STATED GOAL 1: Name every person or character who appears by name in the Fringe theatre review.
STATED GOAL 2: Resume the Fringe theatre review after its last sentence and carry it forward in the same voice.

PAGE EXCERPT:
"""

In some Edinburgh Fringe seasons the
Traverse Theatre’s programme is more overtly themed than in others.
This year, no overall label is being flaunted, but as I spent my first
day serially watching the offerings in the smaller Traverse 2 space, a
number of common preoccupations seemed to emerge.
Craig Higginson’s
The Girl In The
Yellow Dress is an intriguing two-hander which repeatedly sets
up expectations and then either swerves around them or keeps us hanging
on right until the end. Celia is an Englishwoman in Paris who offers
her services as an English language and conversation tutor; Pierre, who
is of Congolese extraction, requests lessons from her. The power of the
play is not simply its cleverness with narrative developments: is he
all he seems? Is she? Will they get together? Will it work? Higginson
shows us each protagonist creating their own persona and managing the
other’s impressions and expectations by means of linguistic
manipulation. Figures of speech and constructions are defined
explicitly even as Celia and Pierre deploy them. Of course, we all use
language in this way even at our most intimate. But it is unusual and
fascinating to see a play investigate the extent to which words can
shape our thoughts and feelings as much as vice versa.

"""

SUPPLIED RECORDS:
"""

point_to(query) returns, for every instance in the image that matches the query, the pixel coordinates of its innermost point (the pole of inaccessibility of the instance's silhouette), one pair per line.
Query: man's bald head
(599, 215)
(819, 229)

"""
"""

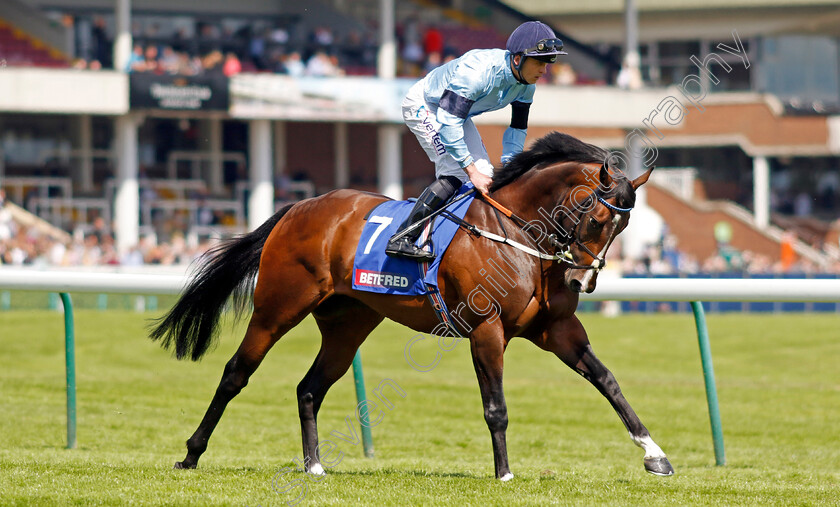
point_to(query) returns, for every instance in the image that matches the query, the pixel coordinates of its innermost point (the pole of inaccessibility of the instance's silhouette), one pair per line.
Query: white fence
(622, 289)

"""

WRITTEN ANSWER 1: Craig Higginson, Celia, Pierre

WRITTEN ANSWER 2:
Malcolm Purkey’s production (for the Market Theatre of Johannesburg,
Live of Newcastle and the Glasgow Citizens) allows us to see this
schematic structure without letting it crush the human interaction.
Each act carries a title caption of some part of speech (The Passive,
for instance, or The Conditional), as Marianne Oldham and Nat
Ramabulana repeatedly engage with and disengage from each other. Oldham
is particularly compelling, constantly wearing a smile that suggests
there are volumes behind it… as indeed there are.
Linda Brogan and Polly Teale’s
Speechless
is based on Marjorie Wallace’s book about identical twins June and
Jennifer Gibbons, who refused to speak to adults and communicated with
each other in a private language; after torching their secondary
school, they were committed to Broadmoor. In Teale and Brogan’s
version, language is both a bond and a barrier. The outside world
rejects them (Barbadian-born, they live in Haverfordwest), so they
likewise reject it; yet, in the end, however much they – especially
Jennifer – may yearn to be a single being, their words and silences
differentiate them from each other as well as from everyone else.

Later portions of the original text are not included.